_What is needed_: Can you edit the data below, replacing every "Quickstart" with "Usage" and keeping everything else unchanged, with the picture left out of your answer?

_Stored dataset items_:
+++++

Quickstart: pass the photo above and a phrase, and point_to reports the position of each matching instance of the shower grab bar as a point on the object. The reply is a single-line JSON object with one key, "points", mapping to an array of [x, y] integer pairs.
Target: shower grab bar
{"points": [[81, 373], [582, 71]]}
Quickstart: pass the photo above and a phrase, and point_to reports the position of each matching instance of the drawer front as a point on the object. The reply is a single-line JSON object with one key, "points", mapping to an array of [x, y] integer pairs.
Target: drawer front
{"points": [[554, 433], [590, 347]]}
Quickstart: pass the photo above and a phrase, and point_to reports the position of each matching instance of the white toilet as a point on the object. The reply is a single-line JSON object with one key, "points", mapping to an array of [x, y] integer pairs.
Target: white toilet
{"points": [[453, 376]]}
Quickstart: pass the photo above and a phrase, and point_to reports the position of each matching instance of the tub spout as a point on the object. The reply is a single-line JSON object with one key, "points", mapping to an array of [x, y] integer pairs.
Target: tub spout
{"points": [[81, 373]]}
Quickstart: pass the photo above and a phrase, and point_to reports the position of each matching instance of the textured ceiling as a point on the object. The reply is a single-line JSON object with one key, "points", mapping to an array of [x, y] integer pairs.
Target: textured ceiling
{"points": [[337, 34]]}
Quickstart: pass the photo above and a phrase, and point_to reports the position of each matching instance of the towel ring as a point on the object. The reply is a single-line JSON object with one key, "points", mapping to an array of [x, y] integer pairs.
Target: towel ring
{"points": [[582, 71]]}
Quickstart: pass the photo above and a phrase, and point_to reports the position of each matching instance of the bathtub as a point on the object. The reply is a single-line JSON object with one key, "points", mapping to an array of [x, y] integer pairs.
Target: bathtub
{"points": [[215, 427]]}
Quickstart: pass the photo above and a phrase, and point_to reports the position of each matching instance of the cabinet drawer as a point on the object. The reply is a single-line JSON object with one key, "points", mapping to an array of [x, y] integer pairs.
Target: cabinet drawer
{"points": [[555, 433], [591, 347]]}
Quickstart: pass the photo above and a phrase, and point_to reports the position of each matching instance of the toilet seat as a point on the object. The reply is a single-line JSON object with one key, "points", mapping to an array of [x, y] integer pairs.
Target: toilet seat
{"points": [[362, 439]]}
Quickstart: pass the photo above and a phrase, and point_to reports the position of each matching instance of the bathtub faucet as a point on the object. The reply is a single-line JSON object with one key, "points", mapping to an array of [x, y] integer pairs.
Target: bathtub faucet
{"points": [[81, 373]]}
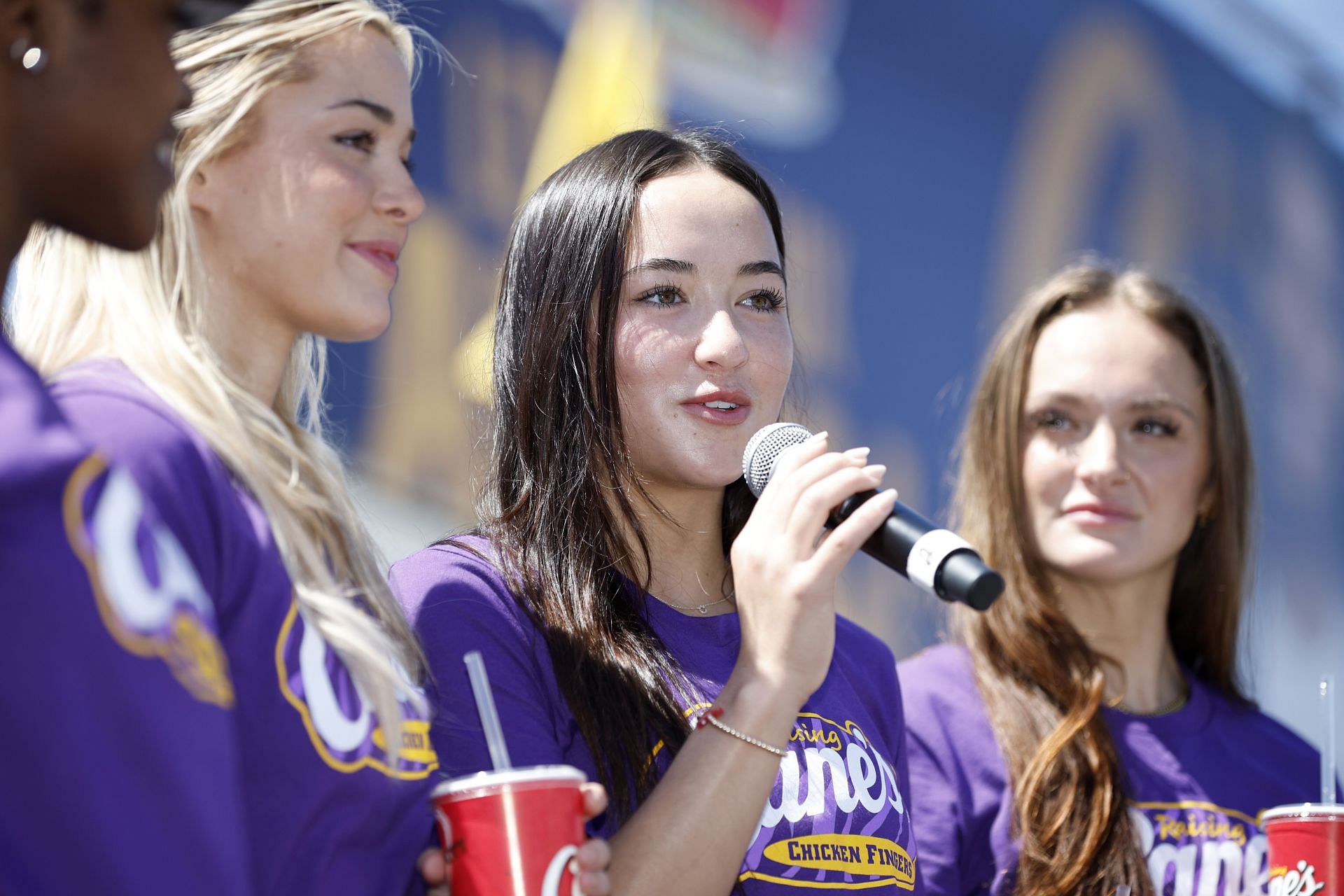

+++++

_Output of the exercise_:
Usage: pass the photo above and a phrase, and point_to reports the position of each matching instance of the shower grab bar as a point on the object. The reply is a single-line JSON object with one key, "points", mapping to an array of [x, y] integer pairs.
Target: shower grab bar
{"points": [[81, 373], [582, 71]]}
Usage: pass the photo above and a phrase, and point_to reports the position of each matching instance of the drawer front as a point on the object. The reply is a single-line JSON object with one key, "points", mapping to an array of [x, y] integer pairs.
Target: drawer front
{"points": [[554, 433], [590, 347]]}
Usage: pass the photo above and a phrase, and point_to reports the position of each matching instance of the white toilet as a point on the object. The reply is a single-line JSON object with one key, "points", mapping to an array of [x, y] integer pairs.
Target: white toilet
{"points": [[453, 376]]}
Usage: pass the photo above and a phrase, and point_to reports the position of each matching instance of the tub spout as a point on the object. The reply is a single-line JSON object with one key, "points", mapping to an array of [x, y] integer pairs.
Target: tub spout
{"points": [[81, 373]]}
Usage: pass the photo above and a phrase, and point_to reports the position of each matching instance of the textured ceiling as a point on the object. The reply is a single-line JSON object with one key, "points", mapping to an array of [x, y] integer pairs.
Target: textured ceiling
{"points": [[337, 34]]}
Usage: pass the photo above and a phrase, and point_to reports the position of each matching instance of the towel ring as a point on the object. The reply is a single-line JSON object with one key, "points", mapping to an array of [x, y] integer pairs.
Target: towel ring
{"points": [[582, 71]]}
Usage: pass the photo above and a phrase, and point_to reports the position of each matching instance of the bathtub as a point on the object. The reply is a single-line JSON object with one key, "points", mapping to an array of [x, y] integer pairs.
Target: bathtub
{"points": [[215, 427]]}
Usage: pass the photo above and a phrase, and point_to reports the position of each matching instance of the cabinet drawer as a point on the object. The reply is a single-line JSON object with one key, "points", mapping to an array of [x, y] integer pairs.
Target: cabinet drawer
{"points": [[555, 433], [591, 347]]}
Usage: pass the photo above and a phrase, and point_to reports the position of each matching instance of the toilet seat as a point on the object. The reply is a single-line JSON object with one key, "points", mapping to an array of [x, y] integer pairs.
Target: toilet seat
{"points": [[362, 439]]}
Usage: pass the photo above and a phrase, and point_to reports the position of each matching instance of the bathtub faucet as a point on the object. The reply is a single-line JSON object with one key, "points", mapping to an array of [x, y] integer pairs.
Target: bathtub faucet
{"points": [[81, 373]]}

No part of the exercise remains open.